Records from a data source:

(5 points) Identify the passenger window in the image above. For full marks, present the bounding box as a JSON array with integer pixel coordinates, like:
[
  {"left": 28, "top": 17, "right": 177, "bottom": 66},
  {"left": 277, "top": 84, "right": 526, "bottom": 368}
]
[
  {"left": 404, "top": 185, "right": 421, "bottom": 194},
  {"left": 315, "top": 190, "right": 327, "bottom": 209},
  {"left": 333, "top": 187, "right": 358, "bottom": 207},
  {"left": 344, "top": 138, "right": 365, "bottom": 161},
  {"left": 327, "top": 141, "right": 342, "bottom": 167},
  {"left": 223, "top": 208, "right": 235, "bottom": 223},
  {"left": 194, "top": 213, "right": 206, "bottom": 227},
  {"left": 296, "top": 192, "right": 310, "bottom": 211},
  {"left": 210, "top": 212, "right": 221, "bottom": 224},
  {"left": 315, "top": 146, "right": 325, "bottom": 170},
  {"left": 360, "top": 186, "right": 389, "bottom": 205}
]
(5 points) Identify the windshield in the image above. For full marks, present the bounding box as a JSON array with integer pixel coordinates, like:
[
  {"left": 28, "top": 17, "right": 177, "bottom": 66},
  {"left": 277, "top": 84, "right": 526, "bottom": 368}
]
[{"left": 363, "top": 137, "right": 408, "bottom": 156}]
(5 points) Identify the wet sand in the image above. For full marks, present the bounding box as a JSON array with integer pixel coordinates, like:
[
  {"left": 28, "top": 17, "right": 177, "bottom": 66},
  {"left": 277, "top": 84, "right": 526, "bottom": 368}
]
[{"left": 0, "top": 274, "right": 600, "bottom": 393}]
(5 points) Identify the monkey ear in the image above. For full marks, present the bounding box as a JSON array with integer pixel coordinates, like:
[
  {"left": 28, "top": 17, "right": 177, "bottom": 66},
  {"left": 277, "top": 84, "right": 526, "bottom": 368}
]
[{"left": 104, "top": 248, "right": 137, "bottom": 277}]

Required task
Reproduce all of the items above word for word, including their answers.

Exercise solution
(5 points) Identify the passenger window in the image above. For full marks, present the bounding box as a JSON array with integer pixel coordinates, like:
[
  {"left": 28, "top": 17, "right": 177, "bottom": 66},
  {"left": 277, "top": 84, "right": 526, "bottom": 368}
]
[
  {"left": 404, "top": 185, "right": 421, "bottom": 194},
  {"left": 315, "top": 190, "right": 327, "bottom": 209},
  {"left": 333, "top": 187, "right": 358, "bottom": 207},
  {"left": 344, "top": 138, "right": 365, "bottom": 161},
  {"left": 327, "top": 141, "right": 342, "bottom": 167},
  {"left": 223, "top": 208, "right": 235, "bottom": 223},
  {"left": 194, "top": 213, "right": 206, "bottom": 227},
  {"left": 296, "top": 192, "right": 310, "bottom": 211},
  {"left": 210, "top": 212, "right": 221, "bottom": 224},
  {"left": 315, "top": 146, "right": 325, "bottom": 170},
  {"left": 360, "top": 186, "right": 389, "bottom": 205}
]
(5 points) Identify the windshield in the image above. For full marks, present the bounding box as a JSON array with integer pixel coordinates, like:
[
  {"left": 28, "top": 17, "right": 177, "bottom": 66},
  {"left": 277, "top": 84, "right": 526, "bottom": 368}
]
[{"left": 363, "top": 137, "right": 408, "bottom": 156}]
(5 points) Identify the wet sand in the image above. For full marks, present the bounding box as a JSON array with integer pixel coordinates, like:
[
  {"left": 28, "top": 17, "right": 177, "bottom": 66},
  {"left": 277, "top": 84, "right": 526, "bottom": 368}
]
[{"left": 0, "top": 274, "right": 600, "bottom": 393}]
(5 points) Identify the monkey ear in the image above. For full marks, present the bounding box as a JSON array with integer pixel coordinates, like:
[
  {"left": 28, "top": 17, "right": 177, "bottom": 66},
  {"left": 277, "top": 84, "right": 526, "bottom": 368}
]
[{"left": 104, "top": 248, "right": 137, "bottom": 277}]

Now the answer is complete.